- **The task**
Reproduce the records starting at the line that contains "Teacher note to the class: pick out the wood grain" and running to the last line, exactly and in full.

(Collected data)
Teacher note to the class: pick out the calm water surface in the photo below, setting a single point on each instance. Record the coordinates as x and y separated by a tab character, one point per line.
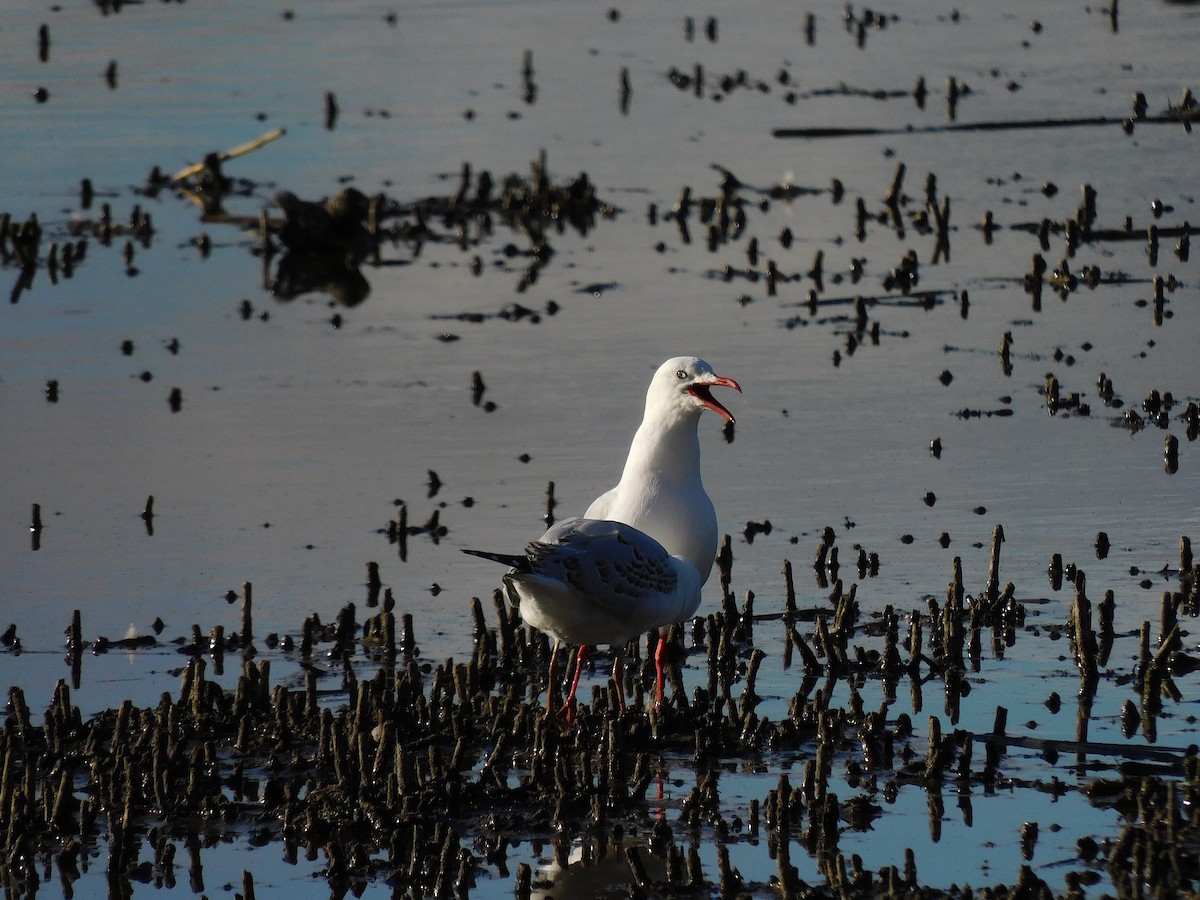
298	436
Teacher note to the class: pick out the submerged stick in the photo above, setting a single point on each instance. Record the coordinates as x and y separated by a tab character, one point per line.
240	150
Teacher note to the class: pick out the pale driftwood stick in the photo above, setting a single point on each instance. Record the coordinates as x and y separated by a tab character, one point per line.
240	150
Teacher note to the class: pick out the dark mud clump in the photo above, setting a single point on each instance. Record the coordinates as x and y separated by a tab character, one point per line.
424	775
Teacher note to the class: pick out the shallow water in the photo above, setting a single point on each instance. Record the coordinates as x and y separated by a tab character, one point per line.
297	437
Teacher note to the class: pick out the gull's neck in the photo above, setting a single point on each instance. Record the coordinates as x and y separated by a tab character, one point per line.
665	445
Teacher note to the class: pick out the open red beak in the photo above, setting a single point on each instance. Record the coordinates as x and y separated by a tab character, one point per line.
701	391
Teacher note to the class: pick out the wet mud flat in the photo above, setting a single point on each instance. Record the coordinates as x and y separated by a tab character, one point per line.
382	768
990	270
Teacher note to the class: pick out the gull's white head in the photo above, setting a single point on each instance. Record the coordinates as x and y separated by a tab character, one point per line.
684	384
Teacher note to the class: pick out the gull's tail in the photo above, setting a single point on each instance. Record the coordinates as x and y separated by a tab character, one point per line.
514	561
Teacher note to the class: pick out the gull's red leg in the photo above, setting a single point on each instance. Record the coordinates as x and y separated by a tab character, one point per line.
658	670
569	706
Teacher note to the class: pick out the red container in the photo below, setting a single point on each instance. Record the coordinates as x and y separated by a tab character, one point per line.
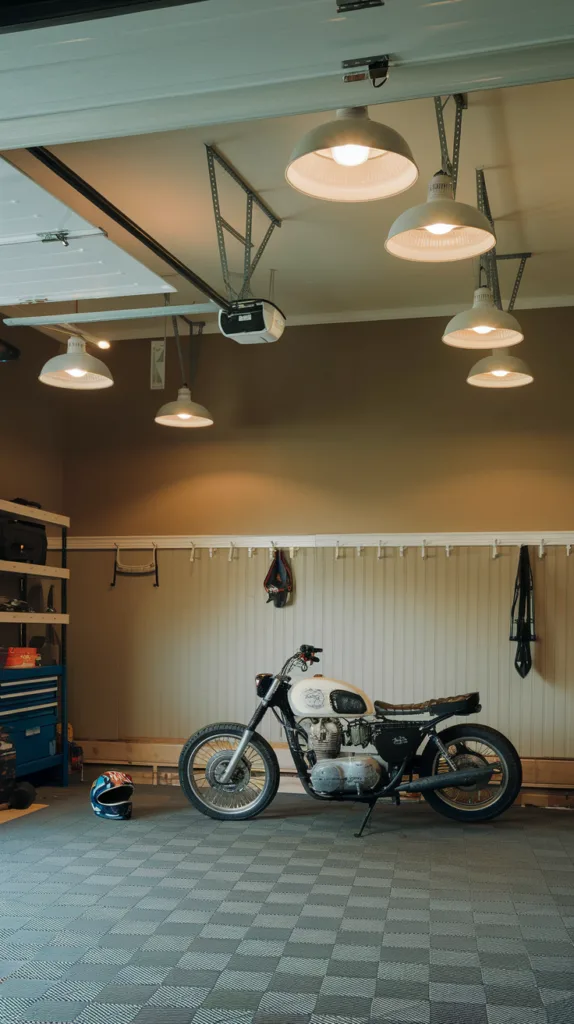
17	657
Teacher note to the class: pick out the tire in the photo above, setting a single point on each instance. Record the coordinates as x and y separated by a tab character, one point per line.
510	783
206	798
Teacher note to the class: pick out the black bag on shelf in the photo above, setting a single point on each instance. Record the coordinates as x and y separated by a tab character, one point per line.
21	541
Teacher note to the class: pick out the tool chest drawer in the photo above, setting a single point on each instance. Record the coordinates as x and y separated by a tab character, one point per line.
30	713
26	692
33	731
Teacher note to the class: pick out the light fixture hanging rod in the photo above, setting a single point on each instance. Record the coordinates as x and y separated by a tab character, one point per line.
112	314
514	255
518	281
82	186
450	166
488	260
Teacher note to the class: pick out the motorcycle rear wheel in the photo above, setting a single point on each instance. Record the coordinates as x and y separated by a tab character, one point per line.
204	760
469	745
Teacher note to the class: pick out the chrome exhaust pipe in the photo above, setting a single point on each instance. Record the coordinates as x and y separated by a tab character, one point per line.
473	776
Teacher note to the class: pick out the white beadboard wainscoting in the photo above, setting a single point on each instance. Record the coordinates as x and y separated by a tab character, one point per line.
158	664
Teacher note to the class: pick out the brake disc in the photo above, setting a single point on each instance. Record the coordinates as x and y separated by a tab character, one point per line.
216	767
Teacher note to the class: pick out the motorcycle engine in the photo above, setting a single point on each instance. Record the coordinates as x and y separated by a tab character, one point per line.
332	773
346	775
324	736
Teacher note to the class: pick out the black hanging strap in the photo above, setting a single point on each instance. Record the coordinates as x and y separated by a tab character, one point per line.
278	582
522	614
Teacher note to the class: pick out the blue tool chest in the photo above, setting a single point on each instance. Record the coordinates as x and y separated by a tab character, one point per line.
29	711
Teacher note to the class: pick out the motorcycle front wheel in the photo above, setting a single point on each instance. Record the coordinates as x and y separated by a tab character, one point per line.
473	747
203	763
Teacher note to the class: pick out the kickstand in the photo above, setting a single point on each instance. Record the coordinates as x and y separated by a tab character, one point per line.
365	819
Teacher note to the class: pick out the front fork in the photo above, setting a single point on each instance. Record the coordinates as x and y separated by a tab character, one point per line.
247	737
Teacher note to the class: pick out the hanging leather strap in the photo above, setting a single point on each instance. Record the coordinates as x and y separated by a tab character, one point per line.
278	582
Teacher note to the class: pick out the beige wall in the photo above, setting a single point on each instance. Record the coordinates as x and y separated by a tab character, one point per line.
31	451
358	427
161	663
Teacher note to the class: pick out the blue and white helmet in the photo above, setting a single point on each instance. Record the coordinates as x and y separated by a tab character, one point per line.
111	796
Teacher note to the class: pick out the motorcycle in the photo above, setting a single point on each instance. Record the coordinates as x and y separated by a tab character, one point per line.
466	772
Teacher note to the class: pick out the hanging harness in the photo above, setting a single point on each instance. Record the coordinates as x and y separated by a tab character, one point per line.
522	614
124	568
278	582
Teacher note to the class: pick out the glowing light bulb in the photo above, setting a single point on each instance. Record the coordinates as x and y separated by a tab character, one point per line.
439	228
350	156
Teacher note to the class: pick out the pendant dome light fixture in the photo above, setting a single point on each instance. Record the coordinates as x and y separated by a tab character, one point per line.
484	326
183	412
352	160
500	371
442	229
77	370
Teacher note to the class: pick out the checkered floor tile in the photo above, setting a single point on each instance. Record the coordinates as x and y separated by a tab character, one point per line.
175	919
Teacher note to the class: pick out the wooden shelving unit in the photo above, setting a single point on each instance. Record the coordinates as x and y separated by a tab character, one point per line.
60	573
21	617
27	568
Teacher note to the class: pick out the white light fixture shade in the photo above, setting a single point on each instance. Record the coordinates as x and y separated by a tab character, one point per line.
183	412
370	161
500	371
77	370
441	229
484	326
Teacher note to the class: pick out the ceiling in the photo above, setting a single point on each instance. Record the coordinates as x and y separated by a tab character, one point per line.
224	60
329	259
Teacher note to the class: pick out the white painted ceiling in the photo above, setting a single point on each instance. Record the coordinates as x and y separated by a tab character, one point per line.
33	270
226	60
329	258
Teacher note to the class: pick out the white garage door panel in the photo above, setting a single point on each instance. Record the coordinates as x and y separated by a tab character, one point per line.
90	266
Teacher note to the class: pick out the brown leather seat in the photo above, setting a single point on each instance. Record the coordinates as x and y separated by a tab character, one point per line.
464	704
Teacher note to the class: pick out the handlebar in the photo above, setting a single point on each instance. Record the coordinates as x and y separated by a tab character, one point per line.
308	652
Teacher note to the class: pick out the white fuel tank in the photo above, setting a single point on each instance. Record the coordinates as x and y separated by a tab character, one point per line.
322	697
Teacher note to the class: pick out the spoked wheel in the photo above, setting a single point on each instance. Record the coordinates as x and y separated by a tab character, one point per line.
474	747
203	764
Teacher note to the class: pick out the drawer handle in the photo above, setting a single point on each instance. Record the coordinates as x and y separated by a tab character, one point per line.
31	682
26	711
27	693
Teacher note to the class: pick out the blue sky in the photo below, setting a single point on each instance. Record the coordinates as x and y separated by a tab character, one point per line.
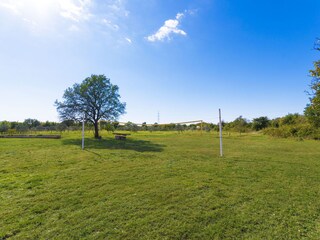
185	59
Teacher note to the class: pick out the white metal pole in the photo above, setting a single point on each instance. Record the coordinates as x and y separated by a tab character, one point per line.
220	130
83	133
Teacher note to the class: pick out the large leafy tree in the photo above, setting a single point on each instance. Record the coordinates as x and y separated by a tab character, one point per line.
94	99
312	111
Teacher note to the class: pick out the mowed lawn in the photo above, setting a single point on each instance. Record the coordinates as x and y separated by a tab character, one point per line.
160	186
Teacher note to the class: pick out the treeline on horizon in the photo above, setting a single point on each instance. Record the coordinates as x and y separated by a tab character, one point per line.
291	125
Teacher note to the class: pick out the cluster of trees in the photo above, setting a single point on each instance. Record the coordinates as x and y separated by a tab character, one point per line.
129	126
34	125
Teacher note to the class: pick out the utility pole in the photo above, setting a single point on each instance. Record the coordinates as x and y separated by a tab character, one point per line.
83	132
220	133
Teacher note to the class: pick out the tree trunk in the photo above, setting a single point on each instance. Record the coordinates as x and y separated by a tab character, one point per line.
96	129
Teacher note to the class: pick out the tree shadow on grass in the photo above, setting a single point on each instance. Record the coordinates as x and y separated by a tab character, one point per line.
109	143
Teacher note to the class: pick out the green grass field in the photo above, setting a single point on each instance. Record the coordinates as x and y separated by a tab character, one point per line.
160	186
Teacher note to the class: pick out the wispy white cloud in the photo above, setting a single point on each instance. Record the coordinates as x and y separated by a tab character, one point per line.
11	6
75	10
73	15
169	28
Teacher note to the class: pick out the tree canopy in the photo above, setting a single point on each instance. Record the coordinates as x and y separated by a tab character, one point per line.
94	99
312	111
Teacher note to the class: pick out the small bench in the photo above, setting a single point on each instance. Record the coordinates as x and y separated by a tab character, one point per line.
121	136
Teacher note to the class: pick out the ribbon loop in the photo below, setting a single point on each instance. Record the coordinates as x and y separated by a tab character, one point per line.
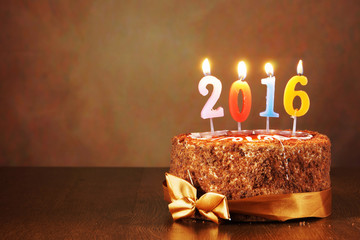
280	207
183	201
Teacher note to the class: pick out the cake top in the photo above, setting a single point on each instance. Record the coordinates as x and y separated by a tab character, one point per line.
251	135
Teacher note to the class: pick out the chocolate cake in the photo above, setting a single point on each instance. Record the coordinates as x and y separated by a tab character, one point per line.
242	164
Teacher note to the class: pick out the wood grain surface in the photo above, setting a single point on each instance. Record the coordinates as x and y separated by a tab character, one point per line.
127	203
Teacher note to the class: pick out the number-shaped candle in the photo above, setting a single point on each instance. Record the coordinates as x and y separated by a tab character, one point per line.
208	111
270	84
290	94
236	87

- **Expected answer**
Teacher note to the class: pick out the wood grain surface in the photo above, setting a single point on each instance. Record the coordinates as x and y separated by a tab character, one point per line.
127	203
Teacher note to the class: pick out the number-shaped candle in the photo above, setting a single point on each instance. Record the coordinates as x and y separated by a tab character, one point per line.
208	111
270	84
290	94
236	87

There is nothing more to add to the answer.